**The problem:** Output each line of the items below as a JSON list of strings, one string per line and no blank lines. Omit the pictures.

>> Start Working data

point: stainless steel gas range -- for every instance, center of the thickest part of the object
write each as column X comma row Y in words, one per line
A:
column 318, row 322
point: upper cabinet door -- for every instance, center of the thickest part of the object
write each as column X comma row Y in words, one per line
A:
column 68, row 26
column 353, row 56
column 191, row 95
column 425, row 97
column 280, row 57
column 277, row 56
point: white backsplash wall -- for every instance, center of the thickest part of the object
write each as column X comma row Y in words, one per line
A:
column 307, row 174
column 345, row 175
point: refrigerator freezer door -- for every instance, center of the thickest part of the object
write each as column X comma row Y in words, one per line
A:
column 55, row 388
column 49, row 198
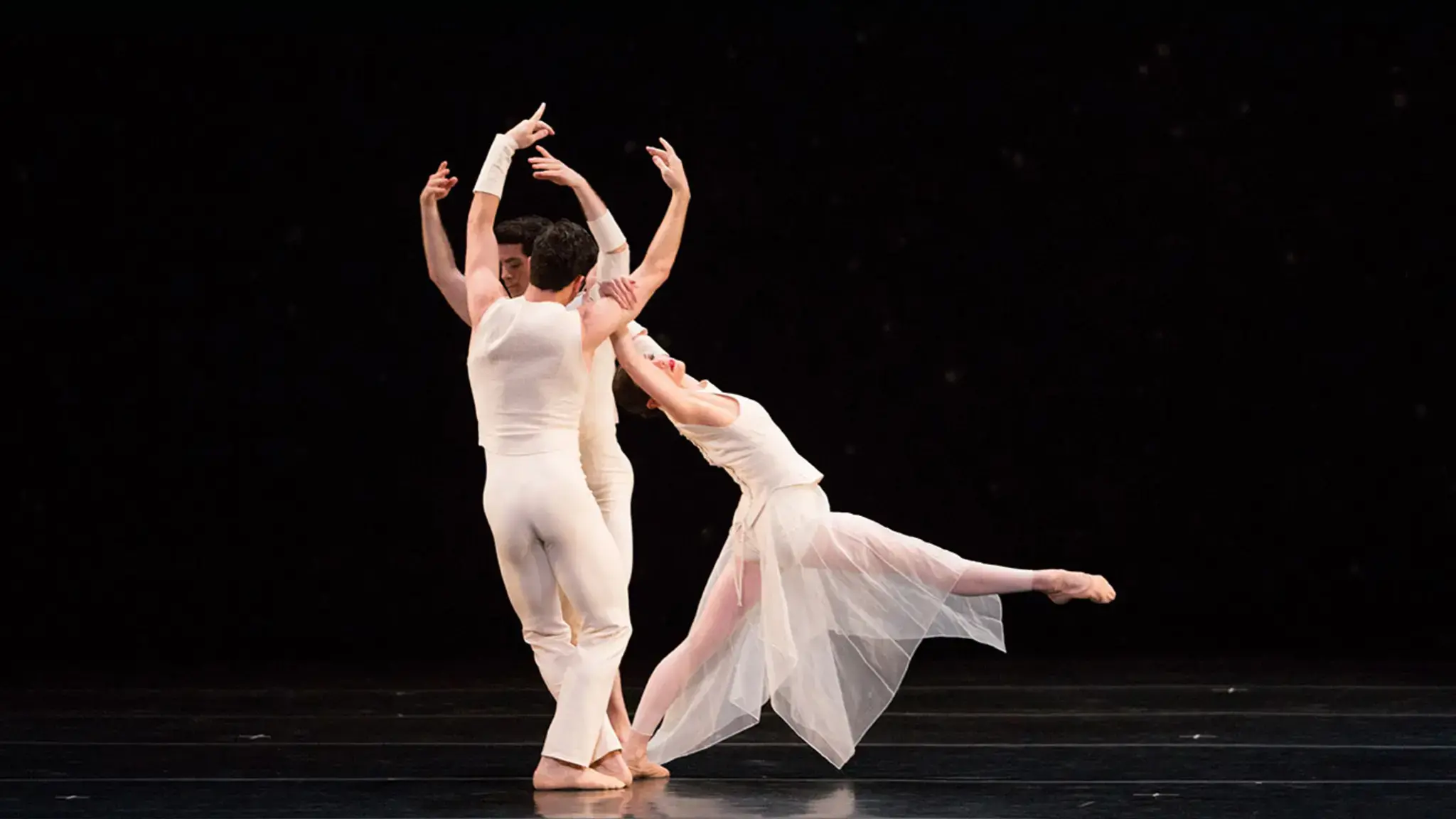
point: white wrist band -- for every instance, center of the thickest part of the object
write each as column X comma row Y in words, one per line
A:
column 606, row 232
column 497, row 165
column 646, row 346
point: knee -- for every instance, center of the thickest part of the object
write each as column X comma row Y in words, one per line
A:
column 609, row 631
column 552, row 637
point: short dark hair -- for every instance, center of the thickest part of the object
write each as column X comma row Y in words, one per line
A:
column 522, row 230
column 631, row 398
column 562, row 254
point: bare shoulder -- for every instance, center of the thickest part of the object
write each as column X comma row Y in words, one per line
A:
column 725, row 402
column 708, row 410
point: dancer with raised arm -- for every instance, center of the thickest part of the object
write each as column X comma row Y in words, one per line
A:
column 814, row 611
column 609, row 473
column 529, row 363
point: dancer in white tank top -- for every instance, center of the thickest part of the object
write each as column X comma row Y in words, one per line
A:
column 529, row 366
column 609, row 473
column 814, row 611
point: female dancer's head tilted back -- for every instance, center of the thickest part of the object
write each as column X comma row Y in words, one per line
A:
column 632, row 398
column 654, row 381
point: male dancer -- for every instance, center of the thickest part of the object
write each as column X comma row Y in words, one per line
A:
column 609, row 473
column 529, row 362
column 514, row 238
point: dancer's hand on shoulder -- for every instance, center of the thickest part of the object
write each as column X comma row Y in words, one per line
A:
column 439, row 186
column 670, row 165
column 622, row 291
column 529, row 132
column 552, row 169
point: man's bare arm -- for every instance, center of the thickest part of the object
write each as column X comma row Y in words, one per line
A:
column 601, row 318
column 439, row 255
column 482, row 257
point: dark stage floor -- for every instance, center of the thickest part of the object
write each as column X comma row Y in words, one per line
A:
column 1115, row 741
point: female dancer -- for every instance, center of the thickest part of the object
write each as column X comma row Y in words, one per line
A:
column 810, row 609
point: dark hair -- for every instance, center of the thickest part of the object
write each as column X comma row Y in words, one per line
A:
column 562, row 254
column 631, row 398
column 522, row 230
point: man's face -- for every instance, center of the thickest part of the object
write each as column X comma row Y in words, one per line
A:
column 516, row 270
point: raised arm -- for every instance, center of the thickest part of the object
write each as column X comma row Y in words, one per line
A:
column 482, row 258
column 614, row 259
column 439, row 255
column 603, row 316
column 680, row 404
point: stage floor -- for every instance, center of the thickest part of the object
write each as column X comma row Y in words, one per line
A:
column 993, row 741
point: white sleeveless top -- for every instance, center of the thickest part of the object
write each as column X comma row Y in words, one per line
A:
column 751, row 449
column 761, row 459
column 528, row 376
column 599, row 412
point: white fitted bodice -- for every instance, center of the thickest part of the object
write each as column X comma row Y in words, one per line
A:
column 529, row 378
column 751, row 449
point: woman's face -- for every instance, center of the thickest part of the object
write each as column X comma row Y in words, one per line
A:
column 673, row 368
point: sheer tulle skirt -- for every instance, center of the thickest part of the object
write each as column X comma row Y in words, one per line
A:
column 830, row 617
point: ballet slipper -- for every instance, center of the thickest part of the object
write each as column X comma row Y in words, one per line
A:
column 633, row 751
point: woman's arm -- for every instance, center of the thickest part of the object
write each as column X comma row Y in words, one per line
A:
column 680, row 404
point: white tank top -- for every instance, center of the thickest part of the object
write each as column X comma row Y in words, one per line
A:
column 528, row 376
column 599, row 412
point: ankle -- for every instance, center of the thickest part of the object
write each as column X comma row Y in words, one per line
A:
column 1046, row 580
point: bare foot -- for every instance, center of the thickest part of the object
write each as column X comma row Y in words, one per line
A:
column 615, row 767
column 635, row 754
column 1064, row 587
column 583, row 803
column 554, row 774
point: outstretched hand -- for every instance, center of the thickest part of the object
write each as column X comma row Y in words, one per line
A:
column 622, row 291
column 529, row 132
column 552, row 169
column 670, row 165
column 439, row 186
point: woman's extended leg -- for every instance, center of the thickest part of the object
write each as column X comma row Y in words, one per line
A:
column 850, row 542
column 714, row 626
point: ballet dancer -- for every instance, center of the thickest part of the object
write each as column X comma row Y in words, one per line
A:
column 606, row 465
column 813, row 611
column 529, row 363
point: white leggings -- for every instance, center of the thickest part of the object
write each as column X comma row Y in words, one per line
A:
column 858, row 545
column 550, row 535
column 611, row 480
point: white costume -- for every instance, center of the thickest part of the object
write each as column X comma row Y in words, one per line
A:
column 814, row 611
column 606, row 466
column 529, row 379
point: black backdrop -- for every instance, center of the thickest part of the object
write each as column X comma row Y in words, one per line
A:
column 1167, row 298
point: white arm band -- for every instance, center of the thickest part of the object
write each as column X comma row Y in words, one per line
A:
column 644, row 344
column 606, row 232
column 609, row 238
column 497, row 164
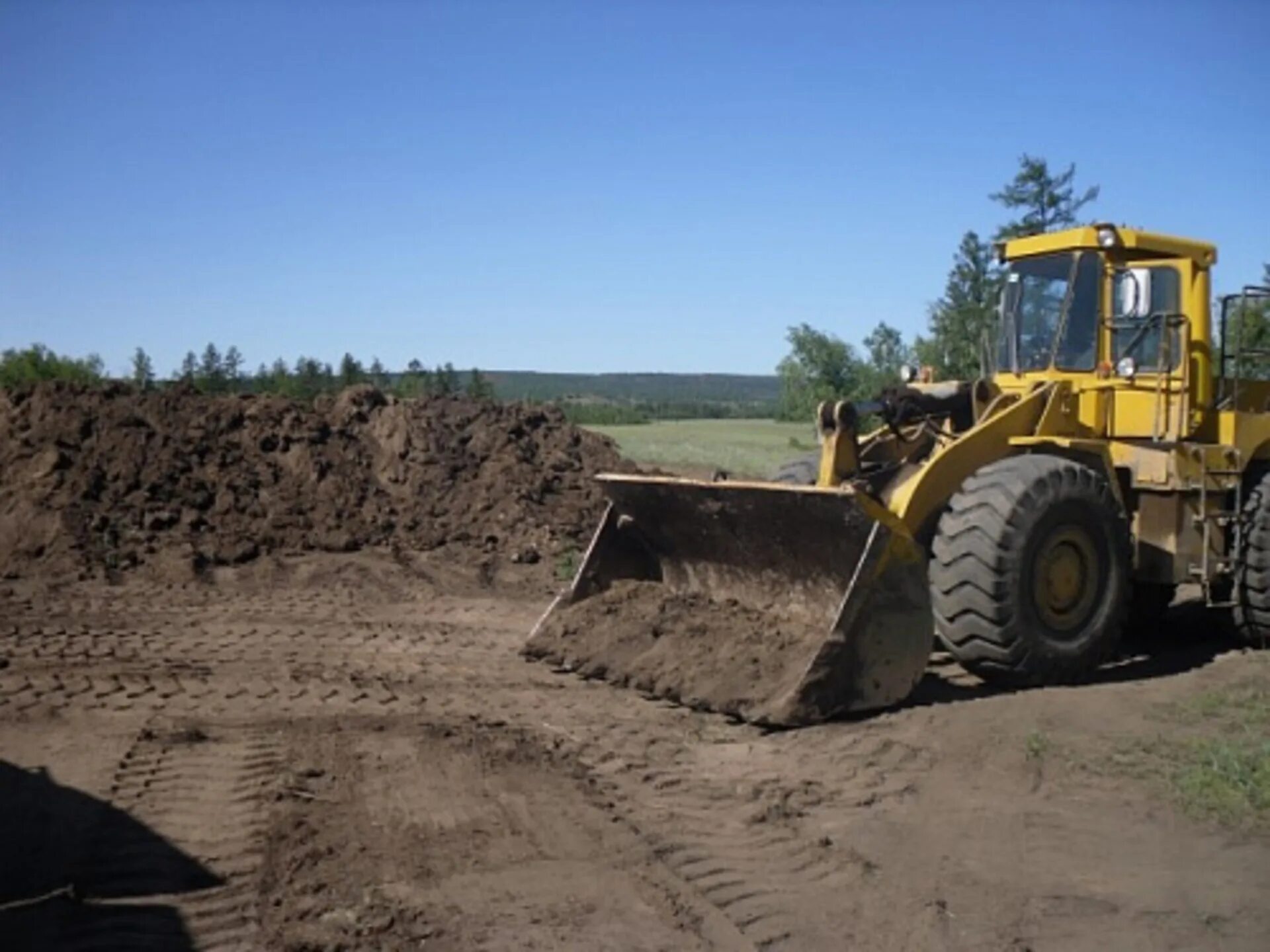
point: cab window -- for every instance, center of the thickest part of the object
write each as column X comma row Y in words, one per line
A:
column 1078, row 350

>> End Working data

**Written answer:**
[
  "point: stainless steel gas range -- for every instance, center of the thickest part of the object",
  "write each as column X comma row Y in words, one per line",
  "A:",
  "column 318, row 322",
  "point: upper cabinet door -- for every instance, center of the thickest part of the object",
  "write each as column X comma row Y in words, one per line",
  "A:",
  "column 68, row 26",
  "column 353, row 56",
  "column 191, row 95",
  "column 425, row 97",
  "column 280, row 57",
  "column 277, row 56",
  "point: white backsplash wall -- for every instance, center of the thickest part of the object",
  "write each as column X comma row Y in words, one per line",
  "A:",
  "column 307, row 174",
  "column 345, row 175",
  "point: refrigerator freezer door -- for every instance, center of the thickest part of the object",
  "write each as column X comma row Y in words, one per line",
  "A:",
  "column 55, row 388",
  "column 49, row 198",
  "point: white wrist band -- for every instance, center of the thickest part of the object",
  "write each as column X comma row Y in words, one per line",
  "A:",
  "column 606, row 232",
  "column 497, row 165",
  "column 646, row 346",
  "point: knee -- for every instance, center of the thickest part of the object",
  "write each as column X comma row Y in words, one per line",
  "A:",
  "column 609, row 631",
  "column 552, row 637",
  "point: short dark hair -- for every instance, center of the thickest part of the object",
  "write each as column X comma row Y in words, one per line",
  "A:",
  "column 522, row 230",
  "column 631, row 398",
  "column 562, row 254",
  "point: bare shoulder -- for every instance, center of the thickest part of the object",
  "write each as column X comma row Y in words, one per line",
  "A:",
  "column 725, row 402",
  "column 708, row 410",
  "point: dancer with raised arm -- for every instance, center of the thickest part of the object",
  "write each as column X comma row Y in words, one per line",
  "A:",
  "column 814, row 611",
  "column 609, row 473",
  "column 529, row 363",
  "point: dancer in white tank top -- for every instance, center of the thickest part of the object",
  "write each as column X comma row Y in words, one per line",
  "A:",
  "column 529, row 366",
  "column 609, row 473",
  "column 814, row 611",
  "point: female dancer's head tilted back -- for every instance, center of the thickest part of the object",
  "write each as column X comma row Y in words, one per line",
  "A:",
  "column 632, row 398",
  "column 654, row 381",
  "point: male dancer -- for every instance, center of the thickest part of the object",
  "write each as column X comma row Y in words, one per line",
  "A:",
  "column 609, row 473",
  "column 529, row 362",
  "column 514, row 238",
  "point: dancer's hand on shoulder -- for every instance, center of the thickest part of the object",
  "write each as column X comma row Y in words, one per line",
  "A:",
  "column 439, row 186",
  "column 670, row 165",
  "column 622, row 291",
  "column 529, row 132",
  "column 552, row 169",
  "point: man's bare arm -- for every instance, center of the thickest part of the object",
  "write each as column X comma row Y in words, one per line",
  "A:",
  "column 601, row 318",
  "column 439, row 255",
  "column 482, row 257",
  "point: dark stage floor -- for every instance, center of the thickest part of the object",
  "write each as column X comma row Y in words, one per line",
  "A:",
  "column 1115, row 741",
  "point: female dancer -- for every instance, center of the thickest part of the object",
  "write each as column X comma row Y in words, one per line",
  "A:",
  "column 810, row 609",
  "point: dark hair -- for every instance, center of the thickest part of the object",
  "write each as column X comma row Y in words, one per line",
  "A:",
  "column 562, row 254",
  "column 631, row 398",
  "column 522, row 230",
  "point: man's face -- for every instance, center of the thickest part of the object",
  "write each as column X comma row Y in words, one per line",
  "A:",
  "column 516, row 270",
  "point: raised arm -- for every instance, center of the thickest part of the object",
  "write each as column X comma row Y in words, one per line",
  "A:",
  "column 482, row 258",
  "column 614, row 259",
  "column 439, row 255",
  "column 603, row 316",
  "column 680, row 404",
  "point: stage floor -- for every instance, center of the thickest part of the object",
  "write each as column X comma row Y in words, one per line",
  "A:",
  "column 993, row 741",
  "point: white sleeveless top -- for every instance, center of the thickest part of the object",
  "write each as column X comma row Y in words, one per line",
  "A:",
  "column 751, row 449",
  "column 761, row 459",
  "column 528, row 376",
  "column 599, row 412",
  "point: white fitted bodice -- for every instance, center of the thickest part of the object",
  "write each as column X comma row Y in words, one per line",
  "A:",
  "column 529, row 378",
  "column 751, row 449",
  "point: woman's face -- for every instance, center of the thickest part of the object",
  "write each as column X comma row Y in words, one per line",
  "A:",
  "column 673, row 368",
  "point: sheer tulle skirt -- for every instance, center of the thickest part of the object",
  "write each as column X comma row Y in words, one per line",
  "A:",
  "column 830, row 617",
  "point: ballet slipper -- for every instance, center of the thickest part of the object",
  "write each as column X comma row Y in words, one per line",
  "A:",
  "column 633, row 751",
  "point: woman's arm -- for every instance, center of the thickest part of the object",
  "write each as column X comma row Y in words, one per line",
  "A:",
  "column 680, row 404",
  "point: white tank top -- for every instance, center of the thickest part of the object",
  "write each as column X comma row Y in words, one per line",
  "A:",
  "column 528, row 376",
  "column 599, row 412",
  "point: ankle -- for every instance, center of the thickest part of the object",
  "write each as column X comma row Y in words, one per line",
  "A:",
  "column 1046, row 580",
  "point: bare foot -- for every instance, center of the thickest part of the object",
  "write each as column X comma row Y in words, one per line",
  "A:",
  "column 615, row 767",
  "column 635, row 754",
  "column 1064, row 587",
  "column 583, row 803",
  "column 554, row 774",
  "point: outstretched hand -- for every instance, center of the thickest part of the object",
  "write each as column X comma row Y in words, one per line",
  "A:",
  "column 622, row 291",
  "column 529, row 132",
  "column 552, row 169",
  "column 670, row 165",
  "column 439, row 186",
  "point: woman's extended leg -- for every instance, center of the thickest part of the object",
  "write each as column X comma row Y in words, one per line",
  "A:",
  "column 850, row 542",
  "column 714, row 626",
  "point: ballet dancer -- for every instance, center of the thickest part of the object",
  "write each as column X comma row Y in words, one per line",
  "A:",
  "column 606, row 465",
  "column 813, row 611",
  "column 529, row 363",
  "point: white leggings -- for every instance, center of the thickest part of the object",
  "write each as column X comma row Y in words, one per line",
  "A:",
  "column 858, row 545",
  "column 550, row 535",
  "column 611, row 480",
  "point: white costume -- for every instance, center of the thickest part of the object",
  "write each as column X comma row Y in words, one per line",
  "A:",
  "column 814, row 611",
  "column 606, row 466",
  "column 529, row 379",
  "point: black backdrop -- for every instance, center of the thickest part of the object",
  "write each as column X comma row Y in words, one per line",
  "A:",
  "column 1167, row 298",
  "point: white arm band -- for every instance, center of the thickest part of the object",
  "write each as column X comma row Y in words, one per line",
  "A:",
  "column 644, row 344",
  "column 606, row 232",
  "column 609, row 238",
  "column 497, row 164",
  "point: cab window -- for every instance, center of the thickest part of the object",
  "write each as column X comma row Y in words, one per line",
  "A:",
  "column 1078, row 350"
]